* **EXERCISE OBJECTIVE**
Transcribe the listing exactly, leaving out every picture.

* **Items from a dataset**
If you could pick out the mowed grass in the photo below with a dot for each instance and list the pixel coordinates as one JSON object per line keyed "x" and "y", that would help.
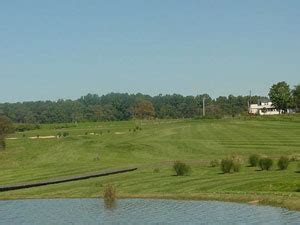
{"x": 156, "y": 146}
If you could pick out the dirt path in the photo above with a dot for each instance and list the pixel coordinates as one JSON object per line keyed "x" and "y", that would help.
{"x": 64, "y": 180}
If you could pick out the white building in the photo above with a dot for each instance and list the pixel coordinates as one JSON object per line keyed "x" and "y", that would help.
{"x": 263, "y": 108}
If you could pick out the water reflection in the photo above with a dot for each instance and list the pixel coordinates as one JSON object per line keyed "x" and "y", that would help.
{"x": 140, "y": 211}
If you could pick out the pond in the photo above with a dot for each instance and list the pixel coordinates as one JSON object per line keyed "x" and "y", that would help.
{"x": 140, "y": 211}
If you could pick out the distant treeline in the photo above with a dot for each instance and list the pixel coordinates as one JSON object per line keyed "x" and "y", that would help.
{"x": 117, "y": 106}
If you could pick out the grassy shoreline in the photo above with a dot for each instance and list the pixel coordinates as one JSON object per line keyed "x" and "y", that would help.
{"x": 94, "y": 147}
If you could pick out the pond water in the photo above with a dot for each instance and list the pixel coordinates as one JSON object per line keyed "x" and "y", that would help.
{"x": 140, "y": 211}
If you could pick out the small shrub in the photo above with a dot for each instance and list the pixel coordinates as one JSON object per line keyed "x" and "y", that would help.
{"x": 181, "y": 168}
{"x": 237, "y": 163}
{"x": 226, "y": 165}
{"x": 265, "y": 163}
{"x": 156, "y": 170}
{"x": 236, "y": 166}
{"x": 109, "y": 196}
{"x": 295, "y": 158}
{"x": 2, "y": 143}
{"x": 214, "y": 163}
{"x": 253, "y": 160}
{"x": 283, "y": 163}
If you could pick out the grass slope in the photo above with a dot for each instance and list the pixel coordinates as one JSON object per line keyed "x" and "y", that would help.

* **THE SOLUTION**
If you could pick out the mowed grass in the photo below with a dot for each instance and list the pixel coordinates as one JSON object per line keyed "x" and "y", that would help.
{"x": 156, "y": 146}
If you could pick out the dirt path in the photo above with a dot for each instance and list the pixel coordinates as one JSON object per line keyed "x" and "y", that would help.
{"x": 64, "y": 180}
If you could pick out the white building in the photo above with a dot for each instance and list the pixel coordinates as one JSON object per line keyed "x" and "y", that would help.
{"x": 263, "y": 108}
If you could pick out the water reflection in the photo above with a dot for each instance and list the pixel coordinates as one JSON object per line keyed "x" and "y", that would help.
{"x": 140, "y": 211}
If you could pick out the pond in the photo above with a dot for each instance and list the pixel coordinates as one JSON object per line keyed "x" and "y", that would help.
{"x": 140, "y": 211}
If you could pick out the distant treeline in the photo above with a dot for each instance and list the pixel coordinates as one JSON object per line keyed "x" and "y", that would help.
{"x": 117, "y": 106}
If you could pick out the grassy shoreline in the photo above with a dot for each instance and list the pixel coordinates as one JSON object per line keyed "x" and "y", that would help.
{"x": 94, "y": 147}
If you could pick out the pond water in the photo above with a dot for each instance and list the pixel coordinates as one JSON object per line keyed "x" and "y", that would help.
{"x": 140, "y": 211}
If you could pick out the small shrub in the photo above with a dot for each instance and list the pixel coordinates as one JSON object per line keyed "x" and "y", that would help.
{"x": 181, "y": 168}
{"x": 237, "y": 163}
{"x": 226, "y": 165}
{"x": 265, "y": 163}
{"x": 156, "y": 170}
{"x": 236, "y": 166}
{"x": 109, "y": 196}
{"x": 295, "y": 158}
{"x": 2, "y": 143}
{"x": 214, "y": 163}
{"x": 253, "y": 160}
{"x": 283, "y": 163}
If you could pick out the grass slope in the photo above with a dot for each instance and list the pixel coordinates as one JSON object per line keyed "x" and "y", that would help.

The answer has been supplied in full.